**WRITTEN REQUEST:**
Repeat exactly, and only, the lines from the one containing "the elephant in" through the end of the records.

(Data entries)
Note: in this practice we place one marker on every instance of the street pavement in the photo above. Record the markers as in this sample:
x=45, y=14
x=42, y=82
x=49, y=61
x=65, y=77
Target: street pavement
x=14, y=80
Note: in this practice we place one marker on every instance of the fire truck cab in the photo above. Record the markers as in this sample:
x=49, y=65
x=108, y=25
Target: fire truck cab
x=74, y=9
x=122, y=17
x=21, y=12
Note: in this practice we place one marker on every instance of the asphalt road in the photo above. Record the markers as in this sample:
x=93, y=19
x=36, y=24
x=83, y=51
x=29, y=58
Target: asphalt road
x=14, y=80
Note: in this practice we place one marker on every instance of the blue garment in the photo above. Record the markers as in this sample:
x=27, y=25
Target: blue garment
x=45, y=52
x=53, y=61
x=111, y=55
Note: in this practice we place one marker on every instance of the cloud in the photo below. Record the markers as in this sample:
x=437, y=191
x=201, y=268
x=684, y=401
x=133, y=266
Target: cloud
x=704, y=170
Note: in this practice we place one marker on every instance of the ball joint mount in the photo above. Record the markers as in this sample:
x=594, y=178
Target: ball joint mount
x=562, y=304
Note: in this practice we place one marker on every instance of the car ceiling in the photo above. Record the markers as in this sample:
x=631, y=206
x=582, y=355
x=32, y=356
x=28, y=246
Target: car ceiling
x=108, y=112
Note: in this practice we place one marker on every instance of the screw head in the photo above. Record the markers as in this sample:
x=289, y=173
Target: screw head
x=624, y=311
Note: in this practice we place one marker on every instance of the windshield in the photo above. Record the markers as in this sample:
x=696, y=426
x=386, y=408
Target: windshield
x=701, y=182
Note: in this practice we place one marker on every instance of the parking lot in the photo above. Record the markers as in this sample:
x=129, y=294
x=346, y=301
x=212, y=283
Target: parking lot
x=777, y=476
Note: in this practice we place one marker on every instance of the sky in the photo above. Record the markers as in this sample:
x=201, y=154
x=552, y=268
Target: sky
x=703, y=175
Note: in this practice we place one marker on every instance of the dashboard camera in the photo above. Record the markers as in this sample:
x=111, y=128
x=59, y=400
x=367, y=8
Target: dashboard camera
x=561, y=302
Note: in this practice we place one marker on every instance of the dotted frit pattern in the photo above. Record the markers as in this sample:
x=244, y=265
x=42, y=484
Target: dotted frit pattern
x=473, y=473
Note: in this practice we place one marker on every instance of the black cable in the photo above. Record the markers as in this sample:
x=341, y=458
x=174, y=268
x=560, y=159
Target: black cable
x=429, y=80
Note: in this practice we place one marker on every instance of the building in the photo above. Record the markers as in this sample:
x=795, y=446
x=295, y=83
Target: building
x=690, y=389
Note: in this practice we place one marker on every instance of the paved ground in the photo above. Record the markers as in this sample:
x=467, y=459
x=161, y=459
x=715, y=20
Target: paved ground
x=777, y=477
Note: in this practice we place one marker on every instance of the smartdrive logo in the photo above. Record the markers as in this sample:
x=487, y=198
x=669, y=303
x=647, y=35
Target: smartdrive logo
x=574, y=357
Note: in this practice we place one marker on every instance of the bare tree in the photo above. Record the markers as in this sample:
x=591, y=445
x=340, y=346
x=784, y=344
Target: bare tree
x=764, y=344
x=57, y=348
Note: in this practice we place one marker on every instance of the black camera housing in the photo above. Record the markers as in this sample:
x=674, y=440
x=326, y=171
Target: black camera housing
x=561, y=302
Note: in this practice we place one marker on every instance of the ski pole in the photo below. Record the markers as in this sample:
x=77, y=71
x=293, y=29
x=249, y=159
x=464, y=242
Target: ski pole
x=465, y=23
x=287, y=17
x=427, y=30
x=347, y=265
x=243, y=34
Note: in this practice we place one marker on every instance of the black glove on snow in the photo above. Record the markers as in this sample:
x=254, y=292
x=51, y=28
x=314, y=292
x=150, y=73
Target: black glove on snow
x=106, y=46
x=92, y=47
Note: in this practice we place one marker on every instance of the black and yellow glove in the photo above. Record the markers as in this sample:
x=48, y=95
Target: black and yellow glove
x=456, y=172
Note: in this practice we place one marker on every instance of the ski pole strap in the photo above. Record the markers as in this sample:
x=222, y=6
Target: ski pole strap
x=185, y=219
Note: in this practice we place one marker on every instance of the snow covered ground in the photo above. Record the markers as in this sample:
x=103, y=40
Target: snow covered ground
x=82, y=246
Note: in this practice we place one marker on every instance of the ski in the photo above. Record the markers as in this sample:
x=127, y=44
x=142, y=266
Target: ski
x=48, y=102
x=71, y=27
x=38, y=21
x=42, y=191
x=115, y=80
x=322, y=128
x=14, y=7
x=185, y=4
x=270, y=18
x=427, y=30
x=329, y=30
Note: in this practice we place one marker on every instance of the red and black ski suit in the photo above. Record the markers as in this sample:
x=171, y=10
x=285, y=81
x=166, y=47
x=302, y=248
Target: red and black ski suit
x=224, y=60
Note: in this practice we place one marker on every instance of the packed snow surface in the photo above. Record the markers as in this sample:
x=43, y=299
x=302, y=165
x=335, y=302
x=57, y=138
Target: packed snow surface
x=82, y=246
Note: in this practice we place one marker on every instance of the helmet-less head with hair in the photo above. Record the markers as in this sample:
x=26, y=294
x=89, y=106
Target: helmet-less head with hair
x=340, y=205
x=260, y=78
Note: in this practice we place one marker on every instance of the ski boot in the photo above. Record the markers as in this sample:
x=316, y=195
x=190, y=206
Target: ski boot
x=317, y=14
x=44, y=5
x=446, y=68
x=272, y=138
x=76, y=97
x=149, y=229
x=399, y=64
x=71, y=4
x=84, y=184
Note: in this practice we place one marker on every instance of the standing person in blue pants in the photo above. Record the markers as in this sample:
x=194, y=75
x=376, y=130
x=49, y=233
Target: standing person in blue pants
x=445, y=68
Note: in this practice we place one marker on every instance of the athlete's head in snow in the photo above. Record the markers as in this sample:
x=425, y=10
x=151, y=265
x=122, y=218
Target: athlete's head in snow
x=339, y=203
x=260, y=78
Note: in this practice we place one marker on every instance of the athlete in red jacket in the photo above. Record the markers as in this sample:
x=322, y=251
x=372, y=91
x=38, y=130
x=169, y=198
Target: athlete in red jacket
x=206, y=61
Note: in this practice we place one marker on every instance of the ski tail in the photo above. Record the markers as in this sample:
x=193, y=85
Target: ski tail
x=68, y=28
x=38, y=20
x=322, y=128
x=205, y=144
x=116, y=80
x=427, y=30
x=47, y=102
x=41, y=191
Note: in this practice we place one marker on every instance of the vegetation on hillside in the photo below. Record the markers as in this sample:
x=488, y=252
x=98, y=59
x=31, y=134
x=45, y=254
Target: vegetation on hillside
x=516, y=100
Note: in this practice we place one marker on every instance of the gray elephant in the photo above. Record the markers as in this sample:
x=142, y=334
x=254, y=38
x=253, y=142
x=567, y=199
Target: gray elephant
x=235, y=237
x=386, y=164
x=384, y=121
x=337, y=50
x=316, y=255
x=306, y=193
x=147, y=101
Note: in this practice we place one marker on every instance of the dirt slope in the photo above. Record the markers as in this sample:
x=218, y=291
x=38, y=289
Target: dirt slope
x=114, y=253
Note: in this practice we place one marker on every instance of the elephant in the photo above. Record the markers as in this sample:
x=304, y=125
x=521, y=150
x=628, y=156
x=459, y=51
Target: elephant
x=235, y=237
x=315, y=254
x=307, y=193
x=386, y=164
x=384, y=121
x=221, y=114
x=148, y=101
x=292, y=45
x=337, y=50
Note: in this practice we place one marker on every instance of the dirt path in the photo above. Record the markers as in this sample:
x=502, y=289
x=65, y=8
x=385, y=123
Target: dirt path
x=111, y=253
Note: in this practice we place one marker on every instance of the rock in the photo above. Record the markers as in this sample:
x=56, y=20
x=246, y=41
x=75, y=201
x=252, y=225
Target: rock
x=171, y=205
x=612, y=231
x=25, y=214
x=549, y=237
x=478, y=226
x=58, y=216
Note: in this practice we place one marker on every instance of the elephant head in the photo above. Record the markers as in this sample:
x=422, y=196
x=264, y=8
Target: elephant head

**EXPECTED ANSWER:**
Note: in this practice we place one marker on every instance of the elephant in the photo above. Record the markers as in this sample:
x=304, y=125
x=521, y=150
x=628, y=156
x=459, y=51
Target: elephant
x=235, y=237
x=315, y=254
x=307, y=193
x=386, y=164
x=384, y=121
x=221, y=114
x=148, y=101
x=292, y=45
x=337, y=50
Note: in this practice we place one marker on every instance of the dirt path in the photo above. Record the markers as in this sample:
x=502, y=289
x=65, y=8
x=385, y=123
Target: dirt path
x=111, y=253
Note: in this practice we place one marker on every instance of the rock in the photo above. Record the markers as in this sample:
x=56, y=20
x=246, y=41
x=75, y=201
x=252, y=225
Target: rock
x=171, y=205
x=612, y=231
x=25, y=214
x=549, y=237
x=478, y=226
x=58, y=216
Note: in this practice we place one marker on every instance of the elephant head in the photo above. Record the markers as in this sample:
x=422, y=196
x=264, y=8
Target: elephant head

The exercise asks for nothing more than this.